◆ Extrait choisi

+ + +

# les modèles de messages dans mail



## ChDUP (24 Janvier 2015)

Bonjour à toutes et tous !

J'ai un souci avec les modèles de message dans mail (Yosemite)
Je crée mon message, je fais fichier/enregistrer comme modèle
ça ok

ensuite quand je crée un nouveau message, je vais rechercher mon modèle via l'icone tout à droite.
Je le retrouve bien dans "personnalisé" avec son aperçu conforme à ce que j'ai enregistré, mais au clic dessus rien ne se passe.
Le corps de mon message actuel ne change pas.
Par contre, tout fonctionne bien avec les modèles pré-enregistrés par Apple.

est-ce que ça fonctionne chez vous ?
une idée du pourquoi ça merdouille ?
merci !


----------



## ChDUP (26 Janvier 2015)

quelqu'un pour faire un petit essai ?
pour voir si c'est un bug ou si j'ai un problème chez moi.


----------



## ChDUP (2 Février 2015)

UP SVP
merci à la communauté


----------



## emilien34 (6 Février 2015)

Désolé je n'ai pas yosemite


----------



## ChDUP (12 Mars 2015)

help, SVP
J'aurai vraiment besoin de cette fonctionnalité


----------



## Anonyme (12 Mars 2015)

+ + +

◆ Consigne
Recopiez fidèlement le passage de la discussion sur les modèles de message dans Mail, de « J'ai un souci » jusqu'à « tout à droite. ». Les lignes qui suivent proviennent d'une autre source.

+ + +

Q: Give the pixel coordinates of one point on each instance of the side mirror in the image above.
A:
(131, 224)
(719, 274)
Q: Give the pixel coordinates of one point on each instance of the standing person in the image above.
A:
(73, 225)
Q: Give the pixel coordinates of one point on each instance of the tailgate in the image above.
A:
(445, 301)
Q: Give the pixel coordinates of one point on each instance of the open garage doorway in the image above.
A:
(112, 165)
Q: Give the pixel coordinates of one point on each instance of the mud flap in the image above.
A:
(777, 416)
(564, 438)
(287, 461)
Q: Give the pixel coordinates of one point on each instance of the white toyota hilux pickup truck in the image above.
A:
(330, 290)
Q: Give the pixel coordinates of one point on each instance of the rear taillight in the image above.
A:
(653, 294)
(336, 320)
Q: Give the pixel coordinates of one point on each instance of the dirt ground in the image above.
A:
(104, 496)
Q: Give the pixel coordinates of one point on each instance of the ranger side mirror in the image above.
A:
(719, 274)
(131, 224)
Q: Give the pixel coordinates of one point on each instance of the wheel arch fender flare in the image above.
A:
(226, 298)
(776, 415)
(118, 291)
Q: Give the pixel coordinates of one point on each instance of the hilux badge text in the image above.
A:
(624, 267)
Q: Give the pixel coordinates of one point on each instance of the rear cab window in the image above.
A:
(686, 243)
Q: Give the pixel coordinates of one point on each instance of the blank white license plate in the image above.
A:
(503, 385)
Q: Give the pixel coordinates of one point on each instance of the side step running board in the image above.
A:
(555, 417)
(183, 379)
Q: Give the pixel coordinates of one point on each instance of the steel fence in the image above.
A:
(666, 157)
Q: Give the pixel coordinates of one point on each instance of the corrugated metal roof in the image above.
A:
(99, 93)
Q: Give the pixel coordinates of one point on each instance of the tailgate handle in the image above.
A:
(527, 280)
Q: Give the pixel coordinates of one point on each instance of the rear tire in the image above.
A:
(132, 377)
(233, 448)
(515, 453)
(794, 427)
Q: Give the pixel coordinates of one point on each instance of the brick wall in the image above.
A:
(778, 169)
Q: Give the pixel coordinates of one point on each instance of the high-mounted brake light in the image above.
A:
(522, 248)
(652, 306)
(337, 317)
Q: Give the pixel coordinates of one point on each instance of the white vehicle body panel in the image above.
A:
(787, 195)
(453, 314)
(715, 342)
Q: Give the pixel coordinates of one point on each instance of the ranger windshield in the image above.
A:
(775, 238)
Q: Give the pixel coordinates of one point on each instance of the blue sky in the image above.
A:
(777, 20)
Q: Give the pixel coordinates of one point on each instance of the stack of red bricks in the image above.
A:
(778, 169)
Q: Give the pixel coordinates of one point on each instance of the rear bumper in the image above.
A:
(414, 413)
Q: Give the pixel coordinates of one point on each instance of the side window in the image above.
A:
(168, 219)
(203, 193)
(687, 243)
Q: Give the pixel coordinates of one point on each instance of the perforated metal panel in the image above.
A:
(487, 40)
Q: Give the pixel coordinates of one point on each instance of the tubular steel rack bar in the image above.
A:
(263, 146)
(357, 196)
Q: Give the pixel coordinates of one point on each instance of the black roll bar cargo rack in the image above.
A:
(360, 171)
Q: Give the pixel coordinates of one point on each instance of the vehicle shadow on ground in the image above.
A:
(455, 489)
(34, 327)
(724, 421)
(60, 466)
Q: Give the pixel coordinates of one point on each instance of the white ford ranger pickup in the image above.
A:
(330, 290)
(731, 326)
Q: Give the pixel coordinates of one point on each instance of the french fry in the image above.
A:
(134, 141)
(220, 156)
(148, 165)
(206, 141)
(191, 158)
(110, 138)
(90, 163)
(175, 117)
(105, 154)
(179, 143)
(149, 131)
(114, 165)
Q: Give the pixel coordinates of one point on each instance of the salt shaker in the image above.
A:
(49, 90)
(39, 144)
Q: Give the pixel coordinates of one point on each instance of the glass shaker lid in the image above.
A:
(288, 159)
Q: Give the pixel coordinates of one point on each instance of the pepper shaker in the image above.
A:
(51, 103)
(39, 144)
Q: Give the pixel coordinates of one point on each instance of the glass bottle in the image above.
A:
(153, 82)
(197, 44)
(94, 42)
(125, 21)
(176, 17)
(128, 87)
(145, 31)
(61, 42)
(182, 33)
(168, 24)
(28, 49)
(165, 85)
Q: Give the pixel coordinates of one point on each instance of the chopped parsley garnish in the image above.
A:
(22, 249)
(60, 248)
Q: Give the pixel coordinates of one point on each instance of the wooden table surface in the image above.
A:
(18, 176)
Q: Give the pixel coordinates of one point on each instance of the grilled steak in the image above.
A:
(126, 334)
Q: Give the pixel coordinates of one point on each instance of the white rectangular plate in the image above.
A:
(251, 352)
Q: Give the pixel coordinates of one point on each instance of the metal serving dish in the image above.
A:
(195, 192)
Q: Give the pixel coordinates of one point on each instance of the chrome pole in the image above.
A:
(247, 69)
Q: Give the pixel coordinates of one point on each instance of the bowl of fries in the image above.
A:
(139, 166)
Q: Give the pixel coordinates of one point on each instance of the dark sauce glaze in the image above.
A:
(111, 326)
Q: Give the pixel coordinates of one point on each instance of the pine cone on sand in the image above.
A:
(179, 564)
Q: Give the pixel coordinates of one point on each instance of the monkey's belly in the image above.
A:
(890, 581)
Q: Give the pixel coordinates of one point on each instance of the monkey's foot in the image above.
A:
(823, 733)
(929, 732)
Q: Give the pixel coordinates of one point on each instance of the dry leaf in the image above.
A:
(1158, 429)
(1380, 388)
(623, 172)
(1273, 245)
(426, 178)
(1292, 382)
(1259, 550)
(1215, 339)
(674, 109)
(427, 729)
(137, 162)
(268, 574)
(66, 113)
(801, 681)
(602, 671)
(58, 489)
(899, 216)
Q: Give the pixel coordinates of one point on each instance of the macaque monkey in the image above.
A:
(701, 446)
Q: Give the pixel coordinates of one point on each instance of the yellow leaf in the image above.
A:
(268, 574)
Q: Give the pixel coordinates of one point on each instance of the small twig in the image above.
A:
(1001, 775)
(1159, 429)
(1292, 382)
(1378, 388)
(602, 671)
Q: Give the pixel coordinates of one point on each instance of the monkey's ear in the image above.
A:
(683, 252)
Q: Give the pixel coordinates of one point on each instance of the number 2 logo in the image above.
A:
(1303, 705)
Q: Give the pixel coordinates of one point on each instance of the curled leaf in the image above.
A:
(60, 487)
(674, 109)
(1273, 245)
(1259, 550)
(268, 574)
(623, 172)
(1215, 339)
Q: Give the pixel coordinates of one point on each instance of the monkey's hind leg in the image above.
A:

+ + +

◆ Réponse rédigée
J'ai un souci avec les modèles de message dans mail (Yosemite)
Je crée mon message, je fais fichier/enregistrer comme modèle
ça ok

ensuite quand je crée un nouveau message, je vais rechercher mon modèle via l'icone tout à droite.